Provided information:

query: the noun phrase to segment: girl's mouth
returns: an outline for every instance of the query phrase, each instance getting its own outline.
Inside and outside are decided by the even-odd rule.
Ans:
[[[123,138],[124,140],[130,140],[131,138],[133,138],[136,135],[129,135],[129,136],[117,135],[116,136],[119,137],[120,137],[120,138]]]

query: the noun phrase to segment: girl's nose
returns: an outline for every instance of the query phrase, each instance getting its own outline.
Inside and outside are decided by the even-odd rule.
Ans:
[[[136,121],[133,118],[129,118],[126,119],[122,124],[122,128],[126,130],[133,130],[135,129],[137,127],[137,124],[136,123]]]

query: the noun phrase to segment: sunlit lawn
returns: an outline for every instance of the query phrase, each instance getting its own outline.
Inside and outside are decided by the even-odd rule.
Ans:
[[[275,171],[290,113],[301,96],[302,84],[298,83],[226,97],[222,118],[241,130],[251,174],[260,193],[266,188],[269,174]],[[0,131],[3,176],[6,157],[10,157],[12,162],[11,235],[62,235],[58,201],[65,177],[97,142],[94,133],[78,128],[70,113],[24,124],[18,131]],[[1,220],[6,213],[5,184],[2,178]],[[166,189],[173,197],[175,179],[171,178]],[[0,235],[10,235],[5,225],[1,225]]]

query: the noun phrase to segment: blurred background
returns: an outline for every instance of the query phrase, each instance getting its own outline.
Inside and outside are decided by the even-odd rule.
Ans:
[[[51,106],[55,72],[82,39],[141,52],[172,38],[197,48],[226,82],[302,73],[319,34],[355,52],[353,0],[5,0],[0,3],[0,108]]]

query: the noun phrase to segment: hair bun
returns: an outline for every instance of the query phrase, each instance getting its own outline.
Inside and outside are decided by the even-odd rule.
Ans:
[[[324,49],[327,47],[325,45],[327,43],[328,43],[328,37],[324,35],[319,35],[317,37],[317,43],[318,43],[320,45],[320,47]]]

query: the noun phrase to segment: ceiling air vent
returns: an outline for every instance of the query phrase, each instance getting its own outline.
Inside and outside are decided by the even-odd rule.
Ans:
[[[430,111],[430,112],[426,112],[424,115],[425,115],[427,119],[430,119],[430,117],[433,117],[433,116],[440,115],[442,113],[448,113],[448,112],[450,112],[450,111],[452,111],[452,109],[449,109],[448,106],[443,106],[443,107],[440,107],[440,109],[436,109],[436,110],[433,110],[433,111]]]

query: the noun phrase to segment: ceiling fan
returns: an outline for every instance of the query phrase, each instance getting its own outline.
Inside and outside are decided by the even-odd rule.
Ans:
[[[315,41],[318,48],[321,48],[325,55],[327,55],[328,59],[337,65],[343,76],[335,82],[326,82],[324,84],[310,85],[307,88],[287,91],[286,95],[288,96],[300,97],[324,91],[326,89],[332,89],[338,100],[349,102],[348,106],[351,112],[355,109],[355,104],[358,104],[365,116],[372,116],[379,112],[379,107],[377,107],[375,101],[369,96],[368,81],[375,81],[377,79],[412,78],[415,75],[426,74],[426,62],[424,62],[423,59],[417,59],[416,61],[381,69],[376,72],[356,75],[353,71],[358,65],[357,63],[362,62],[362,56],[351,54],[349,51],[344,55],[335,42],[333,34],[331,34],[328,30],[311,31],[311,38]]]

Stated problem:
All of the material above needs to be retyped word for word.

Exercise output:
query: the noun phrase to segment: girl's mouth
returns: an outline for every instance of the query phrase, each instance getting its own outline.
Inside and outside are decided by the even-odd rule.
Ans:
[[[123,138],[124,140],[130,140],[131,138],[133,138],[136,135],[129,135],[129,136],[117,135],[116,136],[119,137],[120,137],[120,138]]]

query: the noun phrase to segment: girl's nose
returns: an outline for every instance of the query phrase, each instance getting its own outline.
Inside and outside are decided by the even-odd rule.
Ans:
[[[136,121],[133,118],[129,118],[126,119],[122,124],[122,128],[126,130],[133,130],[135,129],[137,127],[137,124],[136,123]]]

query: the noun phrase to segment: sunlit lawn
returns: an outline for every instance of the query phrase, each instance getting its own outline.
Inside and outside are decided by the even-odd rule.
Ans:
[[[275,171],[290,113],[301,96],[302,84],[298,83],[226,97],[222,118],[241,130],[251,174],[260,193],[266,188],[269,174]],[[0,131],[3,176],[6,157],[10,157],[12,162],[11,235],[62,235],[58,201],[65,177],[97,142],[94,133],[78,128],[70,113],[24,124],[18,131]],[[1,220],[6,213],[5,184],[2,178]],[[166,189],[173,197],[175,179],[171,178]],[[0,235],[10,235],[5,225],[1,225]]]

query: the noun phrase to segment: blurred background
returns: an outline for every instance of the query phrase, each instance getting its own outline.
Inside and outside are decided by the even-odd rule.
Ans:
[[[51,106],[55,72],[82,39],[141,52],[172,38],[197,48],[226,82],[302,73],[319,34],[355,52],[353,0],[5,0],[0,3],[0,108]]]

query: the noun phrase to segment: hair bun
returns: an outline for every instance of the query phrase, each instance getting its own outline.
Inside and outside are decided by the even-odd rule.
Ans:
[[[324,49],[327,47],[325,45],[327,43],[328,43],[328,37],[324,35],[319,35],[317,37],[317,43],[318,43],[320,45],[320,47]]]

query: the noun phrase to segment: ceiling air vent
returns: an outline for every instance of the query phrase, each instance getting its own outline.
Inside and outside are decided by the even-odd rule.
Ans:
[[[430,111],[430,112],[426,112],[424,115],[425,115],[427,119],[430,119],[430,117],[433,117],[433,116],[440,115],[442,113],[448,113],[448,112],[450,112],[450,111],[452,111],[452,109],[449,109],[448,106],[443,106],[443,107],[440,107],[440,109],[436,109],[436,110],[433,110],[433,111]]]

query: the noun phrase to segment: ceiling fan
returns: an outline for every instance of the query phrase, each instance getting its own outline.
Inside and outside are decided by the even-odd rule.
Ans:
[[[315,41],[318,48],[321,48],[325,55],[327,55],[328,59],[337,65],[343,76],[335,82],[326,82],[324,84],[310,85],[307,88],[287,91],[286,95],[288,96],[300,97],[324,91],[326,89],[332,89],[338,100],[349,102],[348,106],[351,112],[355,109],[355,104],[358,104],[365,116],[372,116],[379,112],[379,107],[377,107],[375,101],[369,96],[368,81],[375,81],[377,79],[412,78],[415,75],[426,74],[426,62],[424,62],[423,59],[417,59],[416,61],[381,69],[376,72],[356,75],[353,71],[358,65],[357,63],[362,62],[362,56],[351,54],[349,51],[344,55],[335,42],[333,34],[331,34],[328,30],[311,31],[311,38]]]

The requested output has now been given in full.